» QUESTIONS:
1. In the judgment below, on what date does each appellant's year end?
2. Using the judgment below, explain why the appellants operated and maintained computer servers, and what the email space on those servers allowed customers to do.
3. Write what follows in the judgment below, continuing from where it stops.

» READING TEXT:
◆ ◆ ◆ ◆ ◆ ◆ ◆

Citation: 2009TCC324
Date: 20090615
Docket: 2007-3069(IT)G
BETWEEN:
DOTEASY TECHNOLOGY INC.,
Appellant,
and
HER MAJESTY THE QUEEN,
Respondent,
Docket: 2007-3077(IT)G
AND BETWEEN:
IN2NET NETWORK INC.,
Appellant,
and
HER MAJESTY THE QUEEN,
Respondent.
REASONS FOR JUDGMENT
V.A. Miller, J.
[1]
Prior to the hearing of
these appeals, the parties reached the following agreement with respect to two
issues raised by the Appellant, In2Net Network Inc. (“In2Net “):
a)
In2Net is allowed to
deduct motor vehicle expenses in the amounts of $7,031.54 and $10,105.43 for
the 2002 and 2003 taxation years, respectively.
b) In 2002, the amount
of $13,187.17 became a bad debt and In2Net is entitled to a deduction in
accordance with subparagraph 20(1)(p)(i) of the Income Tax Act
(“the Act”).
[2]
The only issue that was
litigated in these appeals is whether the Appellants were entitled to claim a
reserve pursuant to paragraph 20(1)(m) of the Act. The net reserves
claimed by In2Net were $258,674.93 and $82,828.78 in the 2002 and 2003 taxation
years respectively. The net reserves claimed by Doteasy Technology Inc.
(“Doteasy”) were $2,826,047, $819,370 and $420,642 in the 2003, 2004 and 2005
taxation years respectively.
[3]
The appeals proceeded
by way of a Statement of Agreed Facts. A summary of the material facts is as
follows:
a)
The Appellants are British Columbia corporations. Mr. Kevin Tang is the sole shareholder and
director of both companies.
b)
The year end for each
Appellant is June 30.
c)
The Appellants are in
the business of providing internet website hosting services and domain name
registration services (“the Services”).
d)
In order to provide the
website hosting services during the years under appeal, the Appellants operated
and maintained computer servers. Customers were given space on these servers to
create and maintain their own internet websites and files. The customers were
also given space on the servers to maintain their email addresses under their
domain name. This allowed the customers to send and receive emails.
e)

◆ ◆ ◆ ◆ ◆ ◆ ◆

» DATA BELOW:
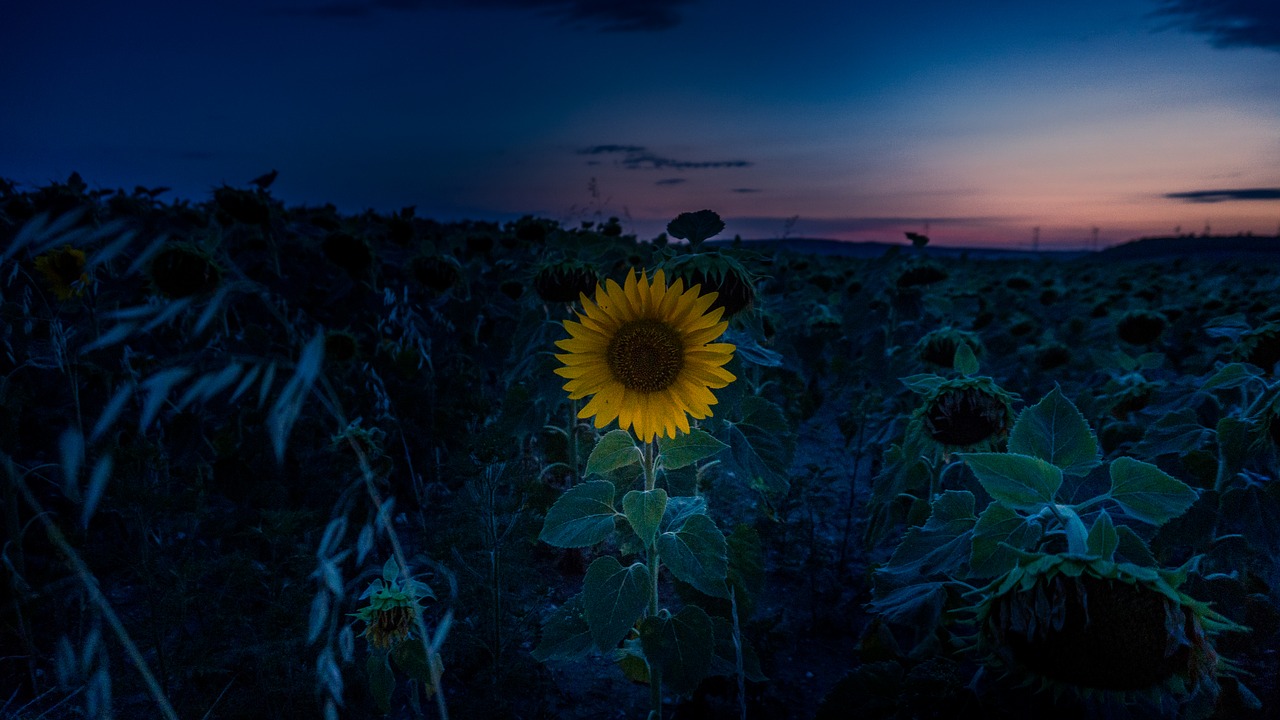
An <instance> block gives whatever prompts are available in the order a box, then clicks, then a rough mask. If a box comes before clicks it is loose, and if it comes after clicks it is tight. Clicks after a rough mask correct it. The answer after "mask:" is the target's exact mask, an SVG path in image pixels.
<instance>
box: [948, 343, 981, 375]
mask: <svg viewBox="0 0 1280 720" xmlns="http://www.w3.org/2000/svg"><path fill="white" fill-rule="evenodd" d="M951 366H952V368H954V369H955V372H957V373H960V374H961V375H977V374H978V356H977V355H974V354H973V348H972V347H969V343H968V342H960V343H956V354H955V356H954V359H952V361H951Z"/></svg>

◆ ◆ ◆ ◆ ◆ ◆ ◆

» RESULTS OF THE TASKS:
1. June 30.

2. The appellants operated and maintained computer servers in order to provide their website hosting services during the years under appeal. The customers were given space on the servers to maintain email addresses under their domain name, which allowed them to send and receive emails.

3.
The Appellants also
entered into contracts with their customers whereby they acquired and
registered domain names on their customers’ behalf. Throughout the term of each
contract for domain registration, the Appellants were obligated to maintain the
customers’ domain presence by complying with the ongoing obligations required
by the applicable Registry. In addition, the Appellants sent their customers
annual emails with up-to-date information for their domain name records.
f)
The Appellants’
customers registered online for these Services and entered into service
contracts ranging from several months to several years. Many contracts extended
beyond the June 30 year end.
g)
Upon registration, the
Appellants required their customers to consent to the terms and conditions of
the service contracts. These terms and conditions provided, among other things,
that none of the fees paid for Services were refundable.
h)
The customers were
required to pay the full contract price for the entire service term at the time
of registration.
i)
The service contracts
were automatically renewed. The Appellants required renewing customers to pay
for the entire service term up front, and they terminated the Services if
payment was not received within 45 days.
j)
The Appellants, at
their discretion and on a case-by-case basis, did provide refunds of website
hosting fees to certain customers within 45 days of registration. The Appellants
never refunded domain name registration fees.
k)
Doteasy sometimes
provided refunds, in the form of in-store credits, outside the 45 day time
period.
l)
The Appellants provided
on-going customer service including customer support, technical support and bandwidth
management.
m)
The Appellants operated
out of an office of approximately 10,000 square feet and had a combined staff
of 30 employees who were engaged in customer service, domain name service,
server operations and maintenance, programming, billing, computer networking
and marketing.
n)
In each of the taxation
years in issue, each of the Appellants included in its income the full contract
price received for customer registrations for the Services during the taxation
year.
o)
In each of the taxation
years in issue, each of the Appellants claimed a reserve under paragraph 20(1)(m)
in respect of the Services. The reserve claimed in a particular taxation year
was brought back into income in the following year in accordance with
subparagraph 12(1)(e)(i). The claiming of the reserve is a timing issue.
(p) These reserves were reported in the same manner
on the Appellants’ financial statements.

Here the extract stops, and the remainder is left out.